Assignment
In the answer, give only the lines from the one containing "Can you spot the truck trailer" to the end of the listing below, each reproduced word for word.

· · · · · · ·

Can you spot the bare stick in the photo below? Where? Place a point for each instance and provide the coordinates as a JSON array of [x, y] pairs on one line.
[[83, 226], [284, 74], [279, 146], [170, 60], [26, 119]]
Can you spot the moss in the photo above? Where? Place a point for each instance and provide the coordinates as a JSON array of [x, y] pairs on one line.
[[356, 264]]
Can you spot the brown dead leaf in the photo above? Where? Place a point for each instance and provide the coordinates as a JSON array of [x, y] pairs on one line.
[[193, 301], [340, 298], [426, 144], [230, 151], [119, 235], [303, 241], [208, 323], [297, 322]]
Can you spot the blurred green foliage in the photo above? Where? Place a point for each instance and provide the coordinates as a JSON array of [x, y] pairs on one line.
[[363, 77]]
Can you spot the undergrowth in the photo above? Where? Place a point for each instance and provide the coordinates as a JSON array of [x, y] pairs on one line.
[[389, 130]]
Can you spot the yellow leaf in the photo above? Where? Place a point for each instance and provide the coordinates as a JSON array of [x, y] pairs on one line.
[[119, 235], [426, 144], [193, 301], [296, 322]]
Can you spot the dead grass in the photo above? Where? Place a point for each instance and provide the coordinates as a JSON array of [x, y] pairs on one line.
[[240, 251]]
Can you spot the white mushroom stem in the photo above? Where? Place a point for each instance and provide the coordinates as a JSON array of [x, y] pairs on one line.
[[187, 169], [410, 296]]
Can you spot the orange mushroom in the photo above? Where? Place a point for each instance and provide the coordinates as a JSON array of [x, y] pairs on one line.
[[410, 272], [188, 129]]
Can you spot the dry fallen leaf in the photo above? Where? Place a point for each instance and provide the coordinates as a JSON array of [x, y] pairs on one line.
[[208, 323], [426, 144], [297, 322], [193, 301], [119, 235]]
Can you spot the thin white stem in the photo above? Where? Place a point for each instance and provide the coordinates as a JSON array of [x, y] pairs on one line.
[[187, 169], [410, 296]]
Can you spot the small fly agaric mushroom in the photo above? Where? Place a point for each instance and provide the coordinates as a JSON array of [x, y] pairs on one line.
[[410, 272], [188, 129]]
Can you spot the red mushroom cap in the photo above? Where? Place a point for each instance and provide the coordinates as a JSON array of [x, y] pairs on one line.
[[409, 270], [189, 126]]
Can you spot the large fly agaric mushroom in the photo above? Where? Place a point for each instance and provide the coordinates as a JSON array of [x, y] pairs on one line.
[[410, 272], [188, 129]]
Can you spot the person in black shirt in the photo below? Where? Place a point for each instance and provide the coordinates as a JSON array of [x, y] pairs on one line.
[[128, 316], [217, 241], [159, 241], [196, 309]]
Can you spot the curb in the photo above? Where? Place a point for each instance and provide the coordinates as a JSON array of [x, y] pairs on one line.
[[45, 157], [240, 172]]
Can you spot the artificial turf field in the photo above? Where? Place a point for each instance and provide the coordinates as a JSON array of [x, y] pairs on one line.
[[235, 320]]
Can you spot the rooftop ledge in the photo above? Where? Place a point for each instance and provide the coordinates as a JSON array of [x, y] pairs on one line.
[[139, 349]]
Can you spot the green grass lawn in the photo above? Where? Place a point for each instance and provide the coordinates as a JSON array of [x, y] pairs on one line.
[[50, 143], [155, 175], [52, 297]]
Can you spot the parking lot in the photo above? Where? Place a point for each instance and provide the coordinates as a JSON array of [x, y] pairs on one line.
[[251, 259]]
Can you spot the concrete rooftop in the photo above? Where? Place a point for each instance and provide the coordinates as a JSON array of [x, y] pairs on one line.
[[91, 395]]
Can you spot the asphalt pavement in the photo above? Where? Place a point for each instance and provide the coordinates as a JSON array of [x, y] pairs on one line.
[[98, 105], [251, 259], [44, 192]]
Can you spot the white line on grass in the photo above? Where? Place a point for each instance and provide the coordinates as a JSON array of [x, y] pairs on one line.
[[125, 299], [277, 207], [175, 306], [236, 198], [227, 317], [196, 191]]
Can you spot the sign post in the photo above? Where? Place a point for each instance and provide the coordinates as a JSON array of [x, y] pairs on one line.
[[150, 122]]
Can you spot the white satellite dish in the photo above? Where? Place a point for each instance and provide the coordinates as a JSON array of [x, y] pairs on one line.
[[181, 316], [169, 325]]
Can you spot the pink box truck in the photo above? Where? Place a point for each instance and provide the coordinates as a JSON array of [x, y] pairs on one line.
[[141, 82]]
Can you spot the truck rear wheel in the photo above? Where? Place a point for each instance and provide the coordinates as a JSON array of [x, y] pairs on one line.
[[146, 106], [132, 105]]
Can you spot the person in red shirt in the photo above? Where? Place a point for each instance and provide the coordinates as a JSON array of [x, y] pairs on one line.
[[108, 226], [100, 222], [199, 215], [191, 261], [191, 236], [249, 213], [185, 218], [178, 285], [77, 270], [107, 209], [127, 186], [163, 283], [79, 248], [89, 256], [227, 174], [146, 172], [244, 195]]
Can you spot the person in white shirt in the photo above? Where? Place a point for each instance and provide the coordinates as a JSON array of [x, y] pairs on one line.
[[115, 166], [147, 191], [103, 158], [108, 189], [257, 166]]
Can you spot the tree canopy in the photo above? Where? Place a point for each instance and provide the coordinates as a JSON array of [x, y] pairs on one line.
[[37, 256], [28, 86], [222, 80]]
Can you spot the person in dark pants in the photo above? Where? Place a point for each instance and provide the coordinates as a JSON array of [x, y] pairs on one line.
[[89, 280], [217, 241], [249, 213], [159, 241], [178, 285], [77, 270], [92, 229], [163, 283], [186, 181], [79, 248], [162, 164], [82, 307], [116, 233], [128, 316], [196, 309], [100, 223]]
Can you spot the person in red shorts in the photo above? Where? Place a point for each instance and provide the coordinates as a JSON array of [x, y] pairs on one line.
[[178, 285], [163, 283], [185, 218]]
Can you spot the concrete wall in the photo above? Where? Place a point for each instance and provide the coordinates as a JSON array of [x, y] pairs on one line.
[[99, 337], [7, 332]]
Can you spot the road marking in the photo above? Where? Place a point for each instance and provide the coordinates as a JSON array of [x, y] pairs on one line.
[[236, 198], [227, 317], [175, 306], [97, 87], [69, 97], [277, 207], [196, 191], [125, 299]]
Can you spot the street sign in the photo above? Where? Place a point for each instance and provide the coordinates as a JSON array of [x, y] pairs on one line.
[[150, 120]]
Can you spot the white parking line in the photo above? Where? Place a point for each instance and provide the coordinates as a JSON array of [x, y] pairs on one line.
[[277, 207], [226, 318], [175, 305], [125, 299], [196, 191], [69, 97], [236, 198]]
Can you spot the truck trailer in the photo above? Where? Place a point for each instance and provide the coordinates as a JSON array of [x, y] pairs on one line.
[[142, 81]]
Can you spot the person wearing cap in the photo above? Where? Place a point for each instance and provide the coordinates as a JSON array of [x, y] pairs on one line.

· · · · · · ·

Task response
Can you spot the truck trailer in the photo above? Where? Place a point for each instance and provide the coordinates as a JSON array of [x, y] pairs on one line.
[[142, 81]]
Can you spot the person wearing cap in the photo above? Where? Place a point for each instance and provide the coordinates as a JSON array of [x, y] pairs on one line.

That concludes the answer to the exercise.